Work item: Which lines of the records contain "fallen"? Collect every one of them.

(Collected data)
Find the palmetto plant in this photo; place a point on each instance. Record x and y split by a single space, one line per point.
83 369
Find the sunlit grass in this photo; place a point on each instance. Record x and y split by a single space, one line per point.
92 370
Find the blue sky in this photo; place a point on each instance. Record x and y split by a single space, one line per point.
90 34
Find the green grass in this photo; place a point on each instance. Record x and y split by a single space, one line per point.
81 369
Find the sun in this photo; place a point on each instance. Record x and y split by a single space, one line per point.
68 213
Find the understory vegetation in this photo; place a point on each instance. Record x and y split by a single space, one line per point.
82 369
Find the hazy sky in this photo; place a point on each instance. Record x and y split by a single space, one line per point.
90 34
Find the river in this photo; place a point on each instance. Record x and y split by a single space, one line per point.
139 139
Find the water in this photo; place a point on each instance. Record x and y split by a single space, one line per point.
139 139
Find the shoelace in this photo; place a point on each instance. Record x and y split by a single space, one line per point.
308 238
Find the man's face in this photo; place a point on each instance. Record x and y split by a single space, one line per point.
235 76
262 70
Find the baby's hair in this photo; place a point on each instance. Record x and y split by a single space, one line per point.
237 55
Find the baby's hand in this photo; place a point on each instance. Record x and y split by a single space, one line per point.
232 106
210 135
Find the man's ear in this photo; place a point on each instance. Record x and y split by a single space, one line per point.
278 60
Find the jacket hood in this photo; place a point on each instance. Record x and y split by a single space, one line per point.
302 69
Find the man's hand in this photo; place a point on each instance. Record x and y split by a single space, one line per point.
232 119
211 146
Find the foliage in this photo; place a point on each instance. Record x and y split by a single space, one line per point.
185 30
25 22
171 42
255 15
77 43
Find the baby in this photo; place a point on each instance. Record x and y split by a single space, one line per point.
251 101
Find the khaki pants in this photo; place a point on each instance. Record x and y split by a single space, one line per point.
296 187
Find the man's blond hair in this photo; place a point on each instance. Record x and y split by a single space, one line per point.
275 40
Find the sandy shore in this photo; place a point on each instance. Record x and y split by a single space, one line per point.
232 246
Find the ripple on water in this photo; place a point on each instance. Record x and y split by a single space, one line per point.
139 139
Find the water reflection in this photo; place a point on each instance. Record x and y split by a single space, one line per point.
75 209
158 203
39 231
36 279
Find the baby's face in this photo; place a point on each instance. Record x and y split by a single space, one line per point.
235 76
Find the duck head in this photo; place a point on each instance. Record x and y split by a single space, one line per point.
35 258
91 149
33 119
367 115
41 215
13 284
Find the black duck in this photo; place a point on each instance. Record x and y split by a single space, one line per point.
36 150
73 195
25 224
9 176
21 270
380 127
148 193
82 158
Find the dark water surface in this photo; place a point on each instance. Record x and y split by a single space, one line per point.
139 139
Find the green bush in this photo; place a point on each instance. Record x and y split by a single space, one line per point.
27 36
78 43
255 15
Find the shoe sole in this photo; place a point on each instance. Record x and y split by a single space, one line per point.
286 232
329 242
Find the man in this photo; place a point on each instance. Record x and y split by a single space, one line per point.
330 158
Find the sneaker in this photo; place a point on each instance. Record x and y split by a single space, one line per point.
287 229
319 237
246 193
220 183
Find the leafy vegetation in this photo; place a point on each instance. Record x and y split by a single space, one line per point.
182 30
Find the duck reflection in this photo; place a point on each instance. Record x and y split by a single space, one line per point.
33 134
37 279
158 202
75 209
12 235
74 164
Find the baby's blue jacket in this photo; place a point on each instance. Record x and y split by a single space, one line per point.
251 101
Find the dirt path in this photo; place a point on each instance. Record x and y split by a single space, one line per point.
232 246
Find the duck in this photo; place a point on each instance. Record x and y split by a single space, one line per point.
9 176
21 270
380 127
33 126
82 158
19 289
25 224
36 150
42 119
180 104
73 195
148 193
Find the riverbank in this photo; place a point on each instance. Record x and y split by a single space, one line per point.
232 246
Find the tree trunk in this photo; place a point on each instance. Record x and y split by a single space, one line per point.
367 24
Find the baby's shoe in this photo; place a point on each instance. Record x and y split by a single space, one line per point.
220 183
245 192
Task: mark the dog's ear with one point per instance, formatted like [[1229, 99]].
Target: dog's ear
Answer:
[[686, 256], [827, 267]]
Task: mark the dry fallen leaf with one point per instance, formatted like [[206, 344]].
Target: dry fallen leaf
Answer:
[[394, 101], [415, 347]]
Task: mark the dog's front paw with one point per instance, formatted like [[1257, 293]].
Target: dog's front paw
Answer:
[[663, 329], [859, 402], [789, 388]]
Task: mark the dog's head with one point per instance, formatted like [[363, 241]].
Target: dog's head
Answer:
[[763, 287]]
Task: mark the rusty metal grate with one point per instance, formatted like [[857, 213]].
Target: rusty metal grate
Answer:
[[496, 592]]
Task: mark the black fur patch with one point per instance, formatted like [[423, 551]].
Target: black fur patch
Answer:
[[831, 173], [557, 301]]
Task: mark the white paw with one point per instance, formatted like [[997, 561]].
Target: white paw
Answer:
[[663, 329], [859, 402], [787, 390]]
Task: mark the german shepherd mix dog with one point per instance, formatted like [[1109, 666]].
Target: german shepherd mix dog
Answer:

Exercise answer:
Task: mark the dry fallen leaf with one point per instance, formatted like [[206, 344]].
Target: dry fallen leaf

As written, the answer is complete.